> [Task to carry out]:
For the records below, output each line exactly as it appears, from the first through the line with "medium cardboard box".

> [Material for this exercise]:
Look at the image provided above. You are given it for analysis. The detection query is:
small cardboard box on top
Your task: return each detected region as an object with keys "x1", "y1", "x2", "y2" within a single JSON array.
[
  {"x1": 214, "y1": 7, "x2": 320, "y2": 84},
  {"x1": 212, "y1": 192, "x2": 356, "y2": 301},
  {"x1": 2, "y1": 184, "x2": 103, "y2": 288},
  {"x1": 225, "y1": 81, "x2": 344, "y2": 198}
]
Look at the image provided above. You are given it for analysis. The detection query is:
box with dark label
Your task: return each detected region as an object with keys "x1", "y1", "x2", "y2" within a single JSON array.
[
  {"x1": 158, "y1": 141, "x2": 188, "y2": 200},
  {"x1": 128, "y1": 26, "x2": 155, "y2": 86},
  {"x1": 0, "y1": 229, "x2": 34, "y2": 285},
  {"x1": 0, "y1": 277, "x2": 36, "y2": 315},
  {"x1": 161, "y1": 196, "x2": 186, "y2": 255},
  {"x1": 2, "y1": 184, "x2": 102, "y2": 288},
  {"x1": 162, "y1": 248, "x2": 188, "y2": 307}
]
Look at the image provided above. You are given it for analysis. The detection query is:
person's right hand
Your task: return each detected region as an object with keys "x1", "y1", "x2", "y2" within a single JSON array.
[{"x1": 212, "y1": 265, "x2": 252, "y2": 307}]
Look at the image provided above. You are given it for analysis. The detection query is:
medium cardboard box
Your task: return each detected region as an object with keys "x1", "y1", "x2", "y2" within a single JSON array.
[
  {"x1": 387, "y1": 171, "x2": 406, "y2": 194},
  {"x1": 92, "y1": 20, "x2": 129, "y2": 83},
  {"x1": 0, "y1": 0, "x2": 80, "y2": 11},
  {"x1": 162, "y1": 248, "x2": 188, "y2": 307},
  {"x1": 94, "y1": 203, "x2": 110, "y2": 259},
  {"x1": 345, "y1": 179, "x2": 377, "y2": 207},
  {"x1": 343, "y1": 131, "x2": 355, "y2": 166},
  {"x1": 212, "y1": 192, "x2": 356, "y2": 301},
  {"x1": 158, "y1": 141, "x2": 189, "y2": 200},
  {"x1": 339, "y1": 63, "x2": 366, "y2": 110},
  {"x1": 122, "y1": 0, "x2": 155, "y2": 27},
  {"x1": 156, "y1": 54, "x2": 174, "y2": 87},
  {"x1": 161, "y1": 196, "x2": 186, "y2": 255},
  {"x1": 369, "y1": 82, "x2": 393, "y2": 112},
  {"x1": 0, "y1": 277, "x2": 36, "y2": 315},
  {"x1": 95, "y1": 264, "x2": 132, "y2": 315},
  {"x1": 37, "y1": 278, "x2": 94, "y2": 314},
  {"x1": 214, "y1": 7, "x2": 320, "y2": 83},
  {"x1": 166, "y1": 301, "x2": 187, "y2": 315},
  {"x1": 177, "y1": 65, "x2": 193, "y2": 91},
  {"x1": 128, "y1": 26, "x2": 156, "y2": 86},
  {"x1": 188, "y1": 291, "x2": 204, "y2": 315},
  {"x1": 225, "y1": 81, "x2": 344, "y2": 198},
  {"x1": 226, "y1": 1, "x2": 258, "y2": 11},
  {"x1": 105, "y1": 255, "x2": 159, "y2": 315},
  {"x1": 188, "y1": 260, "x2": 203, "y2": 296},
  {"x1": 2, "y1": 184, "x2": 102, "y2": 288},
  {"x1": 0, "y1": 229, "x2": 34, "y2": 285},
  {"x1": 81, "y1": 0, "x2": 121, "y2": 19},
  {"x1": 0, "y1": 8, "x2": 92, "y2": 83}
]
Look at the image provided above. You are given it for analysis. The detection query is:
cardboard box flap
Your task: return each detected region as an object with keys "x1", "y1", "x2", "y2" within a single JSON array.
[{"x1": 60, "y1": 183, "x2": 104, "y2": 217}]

> [Answer to this problem]:
Look at the image provided above. You are given it for analysis. The detection query is:
small cardboard box on top
Your task: return each detected region as an object with keys "x1", "y1", "x2", "y2" within a single JSON array.
[
  {"x1": 214, "y1": 7, "x2": 320, "y2": 84},
  {"x1": 212, "y1": 192, "x2": 356, "y2": 301},
  {"x1": 2, "y1": 184, "x2": 103, "y2": 288},
  {"x1": 225, "y1": 81, "x2": 344, "y2": 198}
]
Look at the image provided above. You are given it for analysis. The detection query is:
box with dark label
Your task: return each detected region as an object with keys "x1", "y1", "x2", "y2" within a single JSON array.
[
  {"x1": 158, "y1": 141, "x2": 188, "y2": 200},
  {"x1": 128, "y1": 26, "x2": 155, "y2": 86},
  {"x1": 0, "y1": 229, "x2": 34, "y2": 285},
  {"x1": 0, "y1": 277, "x2": 36, "y2": 315},
  {"x1": 161, "y1": 196, "x2": 186, "y2": 255},
  {"x1": 2, "y1": 184, "x2": 102, "y2": 288},
  {"x1": 162, "y1": 248, "x2": 188, "y2": 307}
]
Look at the image provided above. You are given it for analysis. The detection query is:
person's right hand
Your task: return each detected region as an object with keys "x1", "y1", "x2", "y2" within a single JSON array.
[{"x1": 212, "y1": 265, "x2": 252, "y2": 307}]
Look at the image provided above. You are given it for analysis. The detection query is:
medium cardboard box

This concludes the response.